■ **What the task asks**
The reply should hold every line of the data below, unchanged, and none of the pictures.

Records provided: Begin

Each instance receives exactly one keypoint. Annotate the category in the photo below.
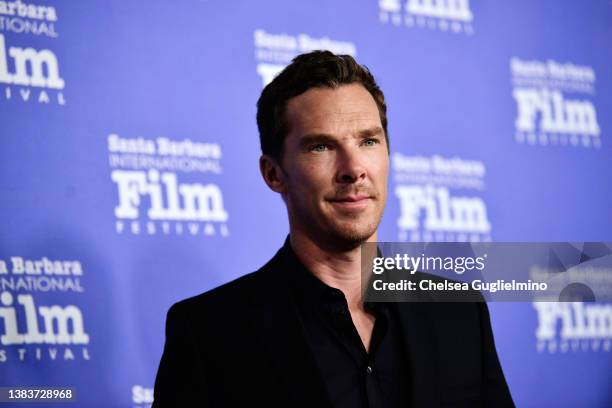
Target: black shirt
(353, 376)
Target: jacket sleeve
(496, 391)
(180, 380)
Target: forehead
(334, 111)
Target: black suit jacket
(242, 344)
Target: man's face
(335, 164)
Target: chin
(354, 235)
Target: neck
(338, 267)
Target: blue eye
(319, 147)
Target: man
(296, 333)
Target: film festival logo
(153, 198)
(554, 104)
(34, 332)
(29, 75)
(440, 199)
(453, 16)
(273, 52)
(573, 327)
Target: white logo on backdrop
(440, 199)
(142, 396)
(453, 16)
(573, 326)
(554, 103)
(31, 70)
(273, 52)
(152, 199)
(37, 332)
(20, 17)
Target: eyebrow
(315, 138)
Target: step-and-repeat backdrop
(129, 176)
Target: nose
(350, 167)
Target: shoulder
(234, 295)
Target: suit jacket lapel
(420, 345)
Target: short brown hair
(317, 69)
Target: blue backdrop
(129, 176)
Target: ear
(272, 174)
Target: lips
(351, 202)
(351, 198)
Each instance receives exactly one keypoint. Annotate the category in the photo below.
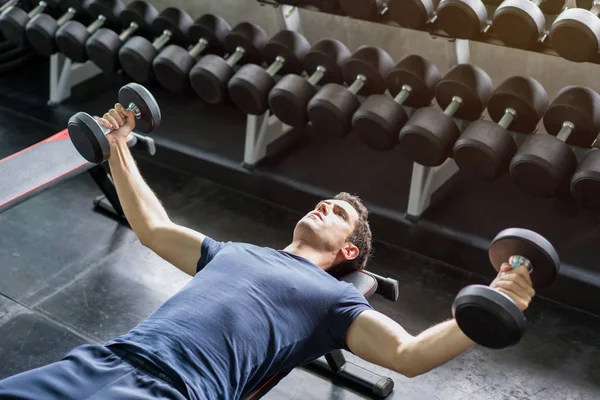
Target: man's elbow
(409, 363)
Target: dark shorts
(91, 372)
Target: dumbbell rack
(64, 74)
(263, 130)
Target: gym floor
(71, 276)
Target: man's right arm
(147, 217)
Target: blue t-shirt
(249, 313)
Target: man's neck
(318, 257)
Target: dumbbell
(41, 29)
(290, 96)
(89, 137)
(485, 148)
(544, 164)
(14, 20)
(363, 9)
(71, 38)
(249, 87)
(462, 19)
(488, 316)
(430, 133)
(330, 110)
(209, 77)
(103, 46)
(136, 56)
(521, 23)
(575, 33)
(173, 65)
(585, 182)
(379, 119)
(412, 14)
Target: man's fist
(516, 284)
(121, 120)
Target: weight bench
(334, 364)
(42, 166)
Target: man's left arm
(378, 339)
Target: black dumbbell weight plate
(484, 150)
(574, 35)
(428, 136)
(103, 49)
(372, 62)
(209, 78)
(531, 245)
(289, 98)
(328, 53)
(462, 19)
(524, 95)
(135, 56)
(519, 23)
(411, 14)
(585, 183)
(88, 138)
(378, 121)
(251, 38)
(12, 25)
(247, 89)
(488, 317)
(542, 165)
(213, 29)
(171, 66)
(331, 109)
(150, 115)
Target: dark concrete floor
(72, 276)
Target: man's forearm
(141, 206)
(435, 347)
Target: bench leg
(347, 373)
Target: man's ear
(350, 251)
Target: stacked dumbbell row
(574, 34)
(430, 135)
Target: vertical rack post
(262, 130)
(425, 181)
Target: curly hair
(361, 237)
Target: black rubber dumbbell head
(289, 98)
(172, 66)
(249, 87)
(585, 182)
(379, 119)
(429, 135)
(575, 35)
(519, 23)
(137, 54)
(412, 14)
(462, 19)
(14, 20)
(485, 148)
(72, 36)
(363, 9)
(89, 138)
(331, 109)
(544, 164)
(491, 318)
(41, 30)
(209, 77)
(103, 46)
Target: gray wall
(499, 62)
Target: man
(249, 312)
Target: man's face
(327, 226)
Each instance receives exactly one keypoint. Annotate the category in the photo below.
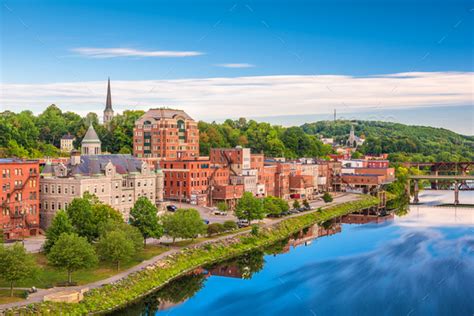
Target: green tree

Records provided: End

■ **Written solution**
Each instance receives exactly one keypoint. Annotate the category in the photo below.
Target: black shirt
(353, 376)
Target: jacket sleeve
(496, 391)
(180, 380)
Target: forehead
(334, 111)
Target: black suit jacket
(242, 344)
Target: man's face
(335, 164)
Target: chin
(354, 235)
Target: neck
(338, 267)
Target: blue eye
(319, 147)
Target: man
(296, 333)
Target: film festival logo
(153, 198)
(554, 104)
(34, 332)
(29, 75)
(440, 199)
(453, 16)
(273, 52)
(573, 327)
Target: white logo on backdrop
(440, 199)
(142, 396)
(453, 16)
(573, 326)
(554, 103)
(31, 70)
(273, 52)
(152, 199)
(37, 332)
(20, 17)
Target: eyebrow
(315, 138)
Target: step-and-repeat backdrop
(129, 176)
Target: nose
(350, 167)
Target: shoulder
(234, 295)
Target: suit jacket lapel
(420, 345)
Target: short brown hair
(317, 69)
Target: blue backdrop
(129, 176)
Target: ear
(272, 174)
Target: lips
(351, 202)
(351, 198)
Each instance receives exactly one keypoint. Annotate the category in the photo below.
Target: man's elbow
(409, 363)
Target: dark shorts
(91, 372)
Target: dumbbell rack
(64, 74)
(263, 130)
Target: gym floor
(71, 276)
Target: man's right arm
(147, 217)
Target: blue t-shirt
(249, 313)
Target: man's neck
(318, 257)
Target: dumbbell
(41, 29)
(290, 96)
(89, 137)
(485, 148)
(544, 164)
(14, 20)
(363, 9)
(71, 38)
(249, 87)
(462, 19)
(488, 316)
(430, 133)
(330, 110)
(209, 77)
(103, 46)
(136, 56)
(521, 23)
(575, 33)
(173, 65)
(585, 182)
(379, 119)
(412, 14)
Target: man's fist
(516, 284)
(121, 120)
Target: weight bench
(334, 364)
(42, 166)
Target: man's left arm
(378, 339)
Target: black dumbbell weight plate
(484, 150)
(574, 35)
(428, 136)
(103, 49)
(372, 62)
(209, 78)
(531, 245)
(289, 98)
(328, 53)
(462, 19)
(524, 95)
(135, 56)
(519, 23)
(411, 14)
(585, 183)
(88, 138)
(378, 121)
(251, 38)
(12, 25)
(247, 89)
(488, 317)
(542, 165)
(213, 29)
(171, 66)
(331, 109)
(150, 115)
Target: dark concrete floor
(72, 276)
Target: man's forearm
(141, 206)
(435, 347)
Target: bench leg
(347, 373)
Target: man's ear
(350, 251)
Target: stacked dumbbell row
(574, 34)
(430, 135)
Target: vertical rack post
(262, 130)
(425, 181)
Target: curly hair
(361, 237)
Target: black rubber dumbbell head
(289, 98)
(172, 66)
(249, 87)
(585, 182)
(379, 119)
(429, 135)
(575, 35)
(519, 23)
(137, 54)
(412, 14)
(462, 19)
(14, 20)
(485, 148)
(72, 36)
(363, 9)
(89, 138)
(331, 109)
(544, 164)
(491, 318)
(41, 30)
(209, 77)
(103, 46)
Target: gray wall
(499, 62)
Target: man
(249, 312)
Target: man's face
(327, 226)
Each instance receives exactly one keypoint. Annotate the category in the photo below.
Target: green tree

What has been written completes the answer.